[START SOURCE MATERIAL]

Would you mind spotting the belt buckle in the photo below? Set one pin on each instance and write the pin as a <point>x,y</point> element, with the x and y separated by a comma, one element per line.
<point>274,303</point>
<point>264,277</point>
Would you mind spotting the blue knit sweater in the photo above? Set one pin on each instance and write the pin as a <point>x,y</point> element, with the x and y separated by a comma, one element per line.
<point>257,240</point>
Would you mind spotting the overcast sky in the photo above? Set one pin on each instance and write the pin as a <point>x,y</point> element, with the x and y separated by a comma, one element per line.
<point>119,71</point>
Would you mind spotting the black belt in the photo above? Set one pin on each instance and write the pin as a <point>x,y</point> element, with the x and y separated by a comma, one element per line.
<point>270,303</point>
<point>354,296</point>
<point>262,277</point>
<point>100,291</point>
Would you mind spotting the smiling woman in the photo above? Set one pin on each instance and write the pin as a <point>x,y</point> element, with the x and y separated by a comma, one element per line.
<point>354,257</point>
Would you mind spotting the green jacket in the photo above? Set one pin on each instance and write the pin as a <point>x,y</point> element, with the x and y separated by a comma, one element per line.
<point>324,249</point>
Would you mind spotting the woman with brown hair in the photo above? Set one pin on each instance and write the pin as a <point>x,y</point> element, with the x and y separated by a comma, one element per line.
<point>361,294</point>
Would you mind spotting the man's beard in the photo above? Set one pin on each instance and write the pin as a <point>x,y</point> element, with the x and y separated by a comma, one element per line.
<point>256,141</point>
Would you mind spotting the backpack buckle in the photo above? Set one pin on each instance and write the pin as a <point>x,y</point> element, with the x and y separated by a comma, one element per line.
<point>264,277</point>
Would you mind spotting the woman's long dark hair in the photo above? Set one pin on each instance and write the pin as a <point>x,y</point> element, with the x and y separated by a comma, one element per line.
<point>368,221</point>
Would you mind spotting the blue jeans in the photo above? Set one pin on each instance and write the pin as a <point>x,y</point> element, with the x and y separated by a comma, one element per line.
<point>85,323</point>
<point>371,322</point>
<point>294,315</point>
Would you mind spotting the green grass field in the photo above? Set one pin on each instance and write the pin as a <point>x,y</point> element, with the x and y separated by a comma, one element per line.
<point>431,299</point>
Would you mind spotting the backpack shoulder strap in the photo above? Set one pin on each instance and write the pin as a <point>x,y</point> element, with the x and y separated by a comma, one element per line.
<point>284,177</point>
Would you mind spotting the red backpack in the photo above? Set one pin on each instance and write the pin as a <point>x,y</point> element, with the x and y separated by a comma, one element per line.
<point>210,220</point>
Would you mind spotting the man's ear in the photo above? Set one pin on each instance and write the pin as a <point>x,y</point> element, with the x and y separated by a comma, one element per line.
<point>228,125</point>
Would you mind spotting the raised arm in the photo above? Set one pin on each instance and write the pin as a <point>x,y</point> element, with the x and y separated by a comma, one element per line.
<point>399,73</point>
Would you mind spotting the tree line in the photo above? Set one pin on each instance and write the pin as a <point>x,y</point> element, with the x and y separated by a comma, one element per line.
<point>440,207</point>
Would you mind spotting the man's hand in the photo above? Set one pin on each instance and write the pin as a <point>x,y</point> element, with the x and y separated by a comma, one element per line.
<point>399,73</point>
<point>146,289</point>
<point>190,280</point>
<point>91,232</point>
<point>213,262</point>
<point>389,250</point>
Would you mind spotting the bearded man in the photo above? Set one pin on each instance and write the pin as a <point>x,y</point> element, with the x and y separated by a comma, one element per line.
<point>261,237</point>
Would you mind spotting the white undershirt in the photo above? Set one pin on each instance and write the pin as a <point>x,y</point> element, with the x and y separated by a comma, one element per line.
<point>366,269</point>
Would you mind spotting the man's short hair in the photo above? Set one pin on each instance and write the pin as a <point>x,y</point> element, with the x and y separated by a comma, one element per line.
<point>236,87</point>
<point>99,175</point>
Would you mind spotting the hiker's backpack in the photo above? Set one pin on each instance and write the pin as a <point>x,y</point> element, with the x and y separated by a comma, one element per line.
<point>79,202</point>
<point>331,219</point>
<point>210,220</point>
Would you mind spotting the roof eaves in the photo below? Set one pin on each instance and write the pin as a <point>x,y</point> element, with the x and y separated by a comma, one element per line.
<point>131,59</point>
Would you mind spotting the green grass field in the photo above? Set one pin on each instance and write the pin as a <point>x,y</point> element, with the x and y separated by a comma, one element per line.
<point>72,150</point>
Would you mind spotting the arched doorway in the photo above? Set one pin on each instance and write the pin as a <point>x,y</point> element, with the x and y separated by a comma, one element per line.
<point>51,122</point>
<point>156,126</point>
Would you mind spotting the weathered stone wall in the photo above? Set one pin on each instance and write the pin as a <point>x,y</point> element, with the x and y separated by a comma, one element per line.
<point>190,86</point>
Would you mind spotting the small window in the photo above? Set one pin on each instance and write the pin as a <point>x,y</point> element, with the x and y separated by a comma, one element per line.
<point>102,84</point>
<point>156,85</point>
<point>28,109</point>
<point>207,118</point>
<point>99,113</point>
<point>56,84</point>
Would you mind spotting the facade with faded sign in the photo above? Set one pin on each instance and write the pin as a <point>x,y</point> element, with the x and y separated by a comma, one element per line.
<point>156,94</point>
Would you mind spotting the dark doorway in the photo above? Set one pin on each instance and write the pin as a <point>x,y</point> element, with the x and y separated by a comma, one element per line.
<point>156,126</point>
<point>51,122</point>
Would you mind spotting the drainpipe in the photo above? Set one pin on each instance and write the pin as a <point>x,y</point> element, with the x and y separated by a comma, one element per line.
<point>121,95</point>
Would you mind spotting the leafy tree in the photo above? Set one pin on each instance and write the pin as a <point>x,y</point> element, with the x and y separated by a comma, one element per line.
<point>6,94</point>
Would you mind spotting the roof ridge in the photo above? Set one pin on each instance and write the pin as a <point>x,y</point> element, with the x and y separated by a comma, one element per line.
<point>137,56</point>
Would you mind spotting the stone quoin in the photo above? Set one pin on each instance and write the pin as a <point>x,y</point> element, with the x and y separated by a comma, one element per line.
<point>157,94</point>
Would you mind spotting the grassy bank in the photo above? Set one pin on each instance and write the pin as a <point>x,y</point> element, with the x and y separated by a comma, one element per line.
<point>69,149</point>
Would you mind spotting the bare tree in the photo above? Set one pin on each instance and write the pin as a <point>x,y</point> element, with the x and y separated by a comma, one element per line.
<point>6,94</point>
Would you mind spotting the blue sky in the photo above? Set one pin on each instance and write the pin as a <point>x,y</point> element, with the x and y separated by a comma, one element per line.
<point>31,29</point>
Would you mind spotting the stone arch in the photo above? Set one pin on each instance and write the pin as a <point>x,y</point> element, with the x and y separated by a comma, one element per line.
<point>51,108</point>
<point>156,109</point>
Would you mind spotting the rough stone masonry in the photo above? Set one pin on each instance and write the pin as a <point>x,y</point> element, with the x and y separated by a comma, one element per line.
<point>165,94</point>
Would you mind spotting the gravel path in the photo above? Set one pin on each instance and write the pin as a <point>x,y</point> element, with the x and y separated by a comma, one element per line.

[END SOURCE MATERIAL]

WHAT YOU HAVE TO DO
Copy every one of the items above, line for line, without changing anything.

TASK ANSWER
Would you mind spotting the belt buckle in the photo below? Set one pin on each instance and write the pin as a <point>x,y</point> element, with the x and y separated by a comma, one element per line.
<point>274,303</point>
<point>264,277</point>
Would you mind spotting the blue knit sweater in the photo above? Set one pin on each instance and write the pin as a <point>x,y</point> element, with the x and y separated by a comma, one element per line.
<point>257,240</point>
Would you mind spotting the overcast sky in the photo above? Set one pin on each instance and write the pin as a <point>x,y</point> element, with the x and y separated by a comma, one element per line.
<point>119,71</point>
Would you mind spotting the black belt in the photo above? Set one pin on each instance and write the pin as a <point>x,y</point> element, with the x and y separated by a comma, one element per line.
<point>270,303</point>
<point>354,296</point>
<point>262,277</point>
<point>100,291</point>
Would you mind spotting the smiling woman in the photo above? Set one pin on each instance and write the pin as a <point>x,y</point> element, with the x and y separated by a comma, one element per line.
<point>354,257</point>
Would you mind spotting the green jacket in the photo above? Set one pin on each instance and write the pin as a <point>x,y</point> element, with the x and y separated by a comma, one element per line.
<point>324,249</point>
Would you mind spotting the woman with brown hair in the photo above? Set one pin on each instance and write the pin as a <point>x,y</point> element, with the x and y separated by a comma, one element per line.
<point>361,294</point>
Would you mind spotting the man's beard in the photo above? Set one pin on each instance and write the pin as a <point>x,y</point> element, with the x and y separated by a comma, one element per line.
<point>256,141</point>
Would you mind spotting the backpack buckle in the photo above? Set one pin on each instance and write the pin as a <point>x,y</point> element, with the x and y separated by a comma, one element per line.
<point>264,277</point>
Would you mind spotting the woman's long dark hair in the photo above? Set one pin on each instance and write the pin as a <point>x,y</point> element, with the x and y separated by a comma, one element per line.
<point>368,221</point>
Would you mind spotting the blue jeans in the photo above? Set one pin on each instance and write the pin as a <point>x,y</point> element, with the x and y separated by a comma, one element per line.
<point>85,323</point>
<point>371,322</point>
<point>294,315</point>
Would you mind spotting the green grass field in the photo above? Set one pin on each instance and write the pin as a <point>x,y</point> element, with the x and y separated by a comma, one element per line.
<point>431,299</point>
Would you mind spotting the backpack shoulder strap in the photo above? Set one pin on each instance and write the pin as a <point>x,y</point> element, with the x and y separated by a comma, one element per line.
<point>284,177</point>
Would you mind spotting the red backpack in the photo above? Set one pin on each instance and write the pin as a <point>x,y</point> element, with the x and y separated by a comma, one element per line.
<point>210,220</point>
Would you mind spotting the man's ear in the photo above? Set one pin on each instance and write the pin as a <point>x,y</point> element, with the x and y separated by a comma, one element per line.
<point>228,125</point>
Would you mind spotting the raised arm in the photo above? Set one pin on each instance and write the pin as a <point>x,y</point> element, with the x and y separated by a comma, one element per line.
<point>399,73</point>
Would you mind spotting the tree line in the photo above? Set one pin on each instance and write the pin as a <point>x,y</point> element, with the x and y separated by a comma, one element per line.
<point>440,207</point>
Would you mind spotting the man's hand in the photo above? Set one pin on each instance and write the pin as a <point>x,y</point> element, with the x and y separated by a comma, one element per line.
<point>399,73</point>
<point>146,289</point>
<point>190,280</point>
<point>91,232</point>
<point>213,262</point>
<point>389,250</point>
Would you mind spotting the bearded man in the photo above? Set one pin on each instance and write the pin as a <point>x,y</point> element, with the x and y separated by a comma, one element per line.
<point>261,237</point>
Would you mind spotting the white undershirt in the photo above? Set one pin on each instance and write the pin as a <point>x,y</point> element, with the x and y separated by a comma, one element per line.
<point>366,269</point>
Would you mind spotting the man's short hair in the photo above? Set one pin on each instance and write the pin as a <point>x,y</point> element, with the x and y separated by a comma, one element per line.
<point>236,87</point>
<point>99,175</point>
Would you mind spotting the hiker's backpack in the photo above? Set one pin on each instance and write the pin as a <point>x,y</point> element, with the x and y separated by a comma, one element per line.
<point>79,202</point>
<point>331,219</point>
<point>210,220</point>
Would you mind spotting the roof eaves in the photo below? Set one pin on each instance and write the pin as a <point>x,y</point> element, with the x and y separated by a comma, one element per line.
<point>131,59</point>
Would you mind spotting the green grass field in the photo above? Set one pin on each instance and write the pin as a <point>x,y</point> element, with the x and y separated by a comma, one element per line.
<point>72,150</point>
Would you mind spotting the arched doorway in the photo above? Set one pin on each instance and write the pin as a <point>x,y</point> element, with the x and y separated by a comma, one element per line.
<point>51,122</point>
<point>156,126</point>
Would you mind spotting the weathered stone wall in the photo above? Set one pin on each instance and write the pin as a <point>x,y</point> element, with the x and y separated by a comma, one element per line.
<point>190,86</point>
Would you mind spotting the small window in the photo above? Set one pin on each instance and write the pin as a <point>x,y</point> element, with the x and y separated by a comma, one element per line.
<point>102,84</point>
<point>156,85</point>
<point>28,109</point>
<point>207,118</point>
<point>99,113</point>
<point>56,84</point>
Would you mind spotting the facade with faded sign in the photo above? Set one pin on each instance and write the pin as a <point>x,y</point> element, with the x and y separated by a comma, one element per line.
<point>156,94</point>
Would you mind spotting the dark doorway in the photo above? Set one pin on each instance and write the pin as a <point>x,y</point> element, with the x and y separated by a comma, one element per line.
<point>156,126</point>
<point>51,122</point>
Would you mind spotting the drainpipe in the photo above? Set one pin on each instance and write the pin as a <point>x,y</point> element, with the x and y separated by a comma, one element per line.
<point>121,95</point>
Would you mind spotting the leafy tree in the photo above? Set one pin on each instance and write the pin as a <point>x,y</point> element, with the x and y separated by a comma, one element per line.
<point>6,94</point>
Would you mind spotting the roof ridge in the photo above? Set one pin on each instance and write the pin as a <point>x,y</point> element, with the x and y separated by a comma, one element per line.
<point>137,56</point>
Would you mind spotting the stone quoin in the photo above? Set one pin on each instance and write the pin as a <point>x,y</point> element, with the x and y separated by a comma, one element per line.
<point>157,94</point>
Would you mind spotting the grassy bank in the photo above? Set one pin on each instance and write the pin as a <point>x,y</point> element, with the x and y separated by a comma, one element per line.
<point>69,149</point>
Would you mind spotting the bare tree in the photo above? Set one pin on each instance and write the pin as a <point>x,y</point> element, with the x and y separated by a comma, one element per line.
<point>6,94</point>
Would you mind spotting the blue sky in the photo above? Set one pin on each instance and write the pin as a <point>x,y</point> element, with the x and y separated by a comma, one element per line.
<point>31,29</point>
Would you mind spotting the stone arch in the photo above? Set one pin on each instance and write the pin as a <point>x,y</point> element, with the x and y separated by a comma, one element per line.
<point>51,108</point>
<point>156,109</point>
Would you mind spotting the rough stone masonry in the photo above? Set one pin on each instance and write the pin as a <point>x,y</point> element, with the x and y separated by a comma, one element per line.
<point>165,94</point>
Would you mind spotting the gravel path in the photo above? Set one pin on each instance and write the pin as a <point>x,y</point> element, with the x and y separated by a comma, one element per line.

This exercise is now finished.